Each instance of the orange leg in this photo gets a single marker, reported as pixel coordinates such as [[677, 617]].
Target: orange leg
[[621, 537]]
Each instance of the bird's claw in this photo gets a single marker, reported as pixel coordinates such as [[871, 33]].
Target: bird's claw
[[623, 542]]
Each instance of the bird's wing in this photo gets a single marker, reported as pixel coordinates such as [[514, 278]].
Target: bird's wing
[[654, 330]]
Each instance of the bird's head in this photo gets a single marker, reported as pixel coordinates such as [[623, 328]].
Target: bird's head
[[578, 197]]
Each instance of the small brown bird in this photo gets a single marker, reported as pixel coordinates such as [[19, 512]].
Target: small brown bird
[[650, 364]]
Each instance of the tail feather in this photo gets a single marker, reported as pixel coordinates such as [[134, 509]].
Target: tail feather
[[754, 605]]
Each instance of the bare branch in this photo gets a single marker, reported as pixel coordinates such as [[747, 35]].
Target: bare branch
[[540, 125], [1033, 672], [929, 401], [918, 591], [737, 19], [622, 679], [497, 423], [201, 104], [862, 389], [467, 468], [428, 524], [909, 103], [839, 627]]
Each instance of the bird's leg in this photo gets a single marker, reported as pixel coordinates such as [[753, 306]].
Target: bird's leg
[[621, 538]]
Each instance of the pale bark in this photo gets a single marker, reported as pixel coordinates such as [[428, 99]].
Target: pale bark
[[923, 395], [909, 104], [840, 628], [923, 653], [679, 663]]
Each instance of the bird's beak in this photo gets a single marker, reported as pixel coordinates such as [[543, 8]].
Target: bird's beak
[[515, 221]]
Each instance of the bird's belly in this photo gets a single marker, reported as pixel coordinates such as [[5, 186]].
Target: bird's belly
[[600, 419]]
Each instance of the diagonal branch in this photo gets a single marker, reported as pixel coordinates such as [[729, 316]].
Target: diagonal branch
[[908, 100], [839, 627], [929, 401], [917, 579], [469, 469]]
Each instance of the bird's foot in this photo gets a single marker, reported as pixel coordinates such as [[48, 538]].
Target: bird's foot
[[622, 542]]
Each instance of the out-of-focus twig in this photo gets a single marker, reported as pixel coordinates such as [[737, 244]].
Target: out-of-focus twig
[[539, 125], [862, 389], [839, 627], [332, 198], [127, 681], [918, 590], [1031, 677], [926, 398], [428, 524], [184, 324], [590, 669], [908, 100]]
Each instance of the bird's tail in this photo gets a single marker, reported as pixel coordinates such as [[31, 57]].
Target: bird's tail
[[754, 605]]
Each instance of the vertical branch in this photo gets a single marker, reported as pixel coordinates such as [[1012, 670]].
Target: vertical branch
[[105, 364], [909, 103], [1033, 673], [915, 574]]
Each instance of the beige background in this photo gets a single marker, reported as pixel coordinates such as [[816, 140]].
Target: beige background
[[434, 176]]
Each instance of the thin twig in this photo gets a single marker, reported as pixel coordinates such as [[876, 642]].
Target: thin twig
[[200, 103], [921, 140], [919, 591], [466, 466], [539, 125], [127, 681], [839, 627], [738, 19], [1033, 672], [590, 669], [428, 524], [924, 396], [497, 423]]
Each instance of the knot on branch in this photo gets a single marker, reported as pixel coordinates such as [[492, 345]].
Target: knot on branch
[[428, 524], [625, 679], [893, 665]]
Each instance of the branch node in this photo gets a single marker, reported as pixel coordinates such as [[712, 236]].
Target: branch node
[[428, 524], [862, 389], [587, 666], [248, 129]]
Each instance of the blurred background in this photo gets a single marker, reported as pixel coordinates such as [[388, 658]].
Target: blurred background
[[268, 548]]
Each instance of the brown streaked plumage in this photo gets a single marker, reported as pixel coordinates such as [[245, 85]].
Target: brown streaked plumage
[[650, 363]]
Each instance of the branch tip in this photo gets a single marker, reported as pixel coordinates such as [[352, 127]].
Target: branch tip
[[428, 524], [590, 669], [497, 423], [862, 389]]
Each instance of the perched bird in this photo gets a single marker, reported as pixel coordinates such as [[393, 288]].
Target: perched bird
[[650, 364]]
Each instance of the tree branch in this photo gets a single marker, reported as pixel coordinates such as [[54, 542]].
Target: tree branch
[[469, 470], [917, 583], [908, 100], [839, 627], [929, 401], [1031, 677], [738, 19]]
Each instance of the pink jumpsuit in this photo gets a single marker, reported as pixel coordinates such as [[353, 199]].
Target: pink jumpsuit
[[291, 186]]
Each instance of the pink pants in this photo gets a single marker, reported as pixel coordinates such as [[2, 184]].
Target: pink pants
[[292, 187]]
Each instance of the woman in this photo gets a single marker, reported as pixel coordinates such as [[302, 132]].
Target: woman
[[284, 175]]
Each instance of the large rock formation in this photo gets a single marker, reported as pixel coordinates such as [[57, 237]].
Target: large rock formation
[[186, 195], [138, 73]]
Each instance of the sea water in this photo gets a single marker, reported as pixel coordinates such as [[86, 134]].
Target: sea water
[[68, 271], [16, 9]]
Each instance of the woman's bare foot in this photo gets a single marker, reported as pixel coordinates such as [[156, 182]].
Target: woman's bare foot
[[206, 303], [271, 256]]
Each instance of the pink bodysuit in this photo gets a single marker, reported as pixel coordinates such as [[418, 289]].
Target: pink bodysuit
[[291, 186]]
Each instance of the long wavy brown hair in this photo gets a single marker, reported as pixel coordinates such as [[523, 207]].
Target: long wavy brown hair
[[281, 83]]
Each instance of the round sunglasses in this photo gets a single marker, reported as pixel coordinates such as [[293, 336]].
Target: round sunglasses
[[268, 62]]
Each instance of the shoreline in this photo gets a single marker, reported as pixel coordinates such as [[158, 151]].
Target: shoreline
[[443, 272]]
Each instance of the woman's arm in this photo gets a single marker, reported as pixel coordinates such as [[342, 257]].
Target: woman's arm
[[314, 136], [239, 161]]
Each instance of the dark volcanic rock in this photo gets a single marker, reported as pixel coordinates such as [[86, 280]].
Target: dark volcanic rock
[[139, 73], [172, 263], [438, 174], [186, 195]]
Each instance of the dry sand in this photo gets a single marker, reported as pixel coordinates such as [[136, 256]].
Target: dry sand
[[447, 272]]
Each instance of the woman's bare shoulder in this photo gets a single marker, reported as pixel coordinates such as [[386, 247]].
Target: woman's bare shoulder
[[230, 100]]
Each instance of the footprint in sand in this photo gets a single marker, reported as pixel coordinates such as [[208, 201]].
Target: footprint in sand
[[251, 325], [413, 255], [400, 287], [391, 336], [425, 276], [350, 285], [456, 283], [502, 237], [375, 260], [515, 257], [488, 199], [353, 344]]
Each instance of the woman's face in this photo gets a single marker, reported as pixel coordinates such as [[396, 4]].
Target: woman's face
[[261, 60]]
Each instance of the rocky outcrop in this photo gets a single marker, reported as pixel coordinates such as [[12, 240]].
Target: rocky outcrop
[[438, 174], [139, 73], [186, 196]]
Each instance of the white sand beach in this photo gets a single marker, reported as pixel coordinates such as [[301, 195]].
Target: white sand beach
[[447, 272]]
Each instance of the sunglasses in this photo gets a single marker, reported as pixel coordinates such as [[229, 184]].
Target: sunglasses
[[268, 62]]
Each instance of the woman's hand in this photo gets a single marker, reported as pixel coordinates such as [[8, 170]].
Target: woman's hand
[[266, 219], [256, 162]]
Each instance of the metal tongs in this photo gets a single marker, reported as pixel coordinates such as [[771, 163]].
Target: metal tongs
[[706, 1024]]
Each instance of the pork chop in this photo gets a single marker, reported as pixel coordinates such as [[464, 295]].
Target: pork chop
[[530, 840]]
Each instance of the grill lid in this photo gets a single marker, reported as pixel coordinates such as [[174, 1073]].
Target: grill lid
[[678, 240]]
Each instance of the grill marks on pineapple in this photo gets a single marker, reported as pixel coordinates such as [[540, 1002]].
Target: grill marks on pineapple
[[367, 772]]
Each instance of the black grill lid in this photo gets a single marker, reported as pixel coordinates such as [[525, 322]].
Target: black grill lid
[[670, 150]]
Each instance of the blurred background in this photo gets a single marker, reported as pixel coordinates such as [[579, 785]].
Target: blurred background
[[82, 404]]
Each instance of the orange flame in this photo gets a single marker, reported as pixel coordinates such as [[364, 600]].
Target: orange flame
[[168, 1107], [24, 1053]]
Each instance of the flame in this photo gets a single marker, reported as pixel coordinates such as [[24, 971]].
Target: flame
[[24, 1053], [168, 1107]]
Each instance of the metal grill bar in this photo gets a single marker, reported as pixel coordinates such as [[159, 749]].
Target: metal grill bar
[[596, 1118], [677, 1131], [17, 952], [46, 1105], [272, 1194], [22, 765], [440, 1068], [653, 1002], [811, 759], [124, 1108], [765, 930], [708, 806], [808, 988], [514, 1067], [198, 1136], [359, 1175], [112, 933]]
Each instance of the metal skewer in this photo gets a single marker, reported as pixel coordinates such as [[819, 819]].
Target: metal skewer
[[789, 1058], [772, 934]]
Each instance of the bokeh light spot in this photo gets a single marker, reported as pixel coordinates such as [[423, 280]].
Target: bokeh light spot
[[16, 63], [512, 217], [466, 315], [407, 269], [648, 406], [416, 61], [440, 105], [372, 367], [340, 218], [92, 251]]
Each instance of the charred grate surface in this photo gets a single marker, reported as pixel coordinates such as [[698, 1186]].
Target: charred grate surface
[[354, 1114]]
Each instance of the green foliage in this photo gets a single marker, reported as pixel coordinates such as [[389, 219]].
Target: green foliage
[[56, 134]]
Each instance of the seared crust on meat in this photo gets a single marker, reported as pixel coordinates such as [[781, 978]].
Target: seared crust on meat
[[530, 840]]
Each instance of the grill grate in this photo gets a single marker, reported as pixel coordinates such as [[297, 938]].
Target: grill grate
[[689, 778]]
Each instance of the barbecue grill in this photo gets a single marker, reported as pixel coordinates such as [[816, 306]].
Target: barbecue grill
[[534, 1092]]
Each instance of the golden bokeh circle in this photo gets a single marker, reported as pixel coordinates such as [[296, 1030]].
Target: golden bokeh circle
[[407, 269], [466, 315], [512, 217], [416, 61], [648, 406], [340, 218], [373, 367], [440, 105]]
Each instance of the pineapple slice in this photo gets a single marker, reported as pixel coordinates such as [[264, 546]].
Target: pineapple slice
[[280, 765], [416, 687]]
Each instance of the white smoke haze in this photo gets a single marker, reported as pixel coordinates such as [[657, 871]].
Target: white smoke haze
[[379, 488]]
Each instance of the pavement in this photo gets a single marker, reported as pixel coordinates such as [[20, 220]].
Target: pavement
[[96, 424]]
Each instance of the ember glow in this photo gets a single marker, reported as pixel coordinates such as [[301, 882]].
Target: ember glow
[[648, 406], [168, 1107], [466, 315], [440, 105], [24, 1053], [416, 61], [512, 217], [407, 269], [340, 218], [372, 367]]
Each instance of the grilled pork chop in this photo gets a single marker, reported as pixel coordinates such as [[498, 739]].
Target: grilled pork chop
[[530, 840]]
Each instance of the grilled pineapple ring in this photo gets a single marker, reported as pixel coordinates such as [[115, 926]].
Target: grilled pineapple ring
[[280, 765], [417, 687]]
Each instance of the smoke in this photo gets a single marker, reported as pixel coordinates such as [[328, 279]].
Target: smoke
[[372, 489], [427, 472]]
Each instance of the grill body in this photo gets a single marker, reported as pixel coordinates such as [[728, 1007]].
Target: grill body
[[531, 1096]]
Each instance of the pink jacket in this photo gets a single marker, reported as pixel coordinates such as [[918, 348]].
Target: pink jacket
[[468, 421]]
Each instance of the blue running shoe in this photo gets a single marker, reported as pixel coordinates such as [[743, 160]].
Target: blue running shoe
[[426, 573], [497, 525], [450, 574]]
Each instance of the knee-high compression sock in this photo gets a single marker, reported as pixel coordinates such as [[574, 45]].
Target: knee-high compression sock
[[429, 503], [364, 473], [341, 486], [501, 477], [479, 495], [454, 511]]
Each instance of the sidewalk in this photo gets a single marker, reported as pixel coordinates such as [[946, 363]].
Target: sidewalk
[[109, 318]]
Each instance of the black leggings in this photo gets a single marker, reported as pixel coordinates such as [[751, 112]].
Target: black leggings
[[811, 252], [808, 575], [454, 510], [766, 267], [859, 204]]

○ ○ ○ ○ ○

- **TASK INSTRUCTIONS**
Switch "branch" to "limb" in the listing, covering everything from the line containing "Each instance of the thin" down to the line containing "[[428, 524], [862, 389], [587, 666], [248, 129]]", and give back only those lines with nothing else changed.

- **CORRECT OUTPUT**
Each instance of the thin twig in this photo gets a single marker, reported as pixel coordinates such as [[876, 642]].
Target: thin twig
[[200, 103], [921, 140], [919, 591], [466, 466], [539, 125], [127, 681], [839, 627], [738, 19], [1033, 672], [590, 669], [428, 524], [924, 396], [497, 423]]
Each instance of the knot on limb in this photo gets a single marker, reported as pixel coordinates such as [[492, 345]].
Target: knot on limb
[[428, 524], [625, 679], [893, 665]]
Each instance of the limb node in this photo gets a single marker, reported as pixel coordinates such as [[712, 236]].
Target: limb node
[[428, 524], [862, 389], [587, 666], [248, 129]]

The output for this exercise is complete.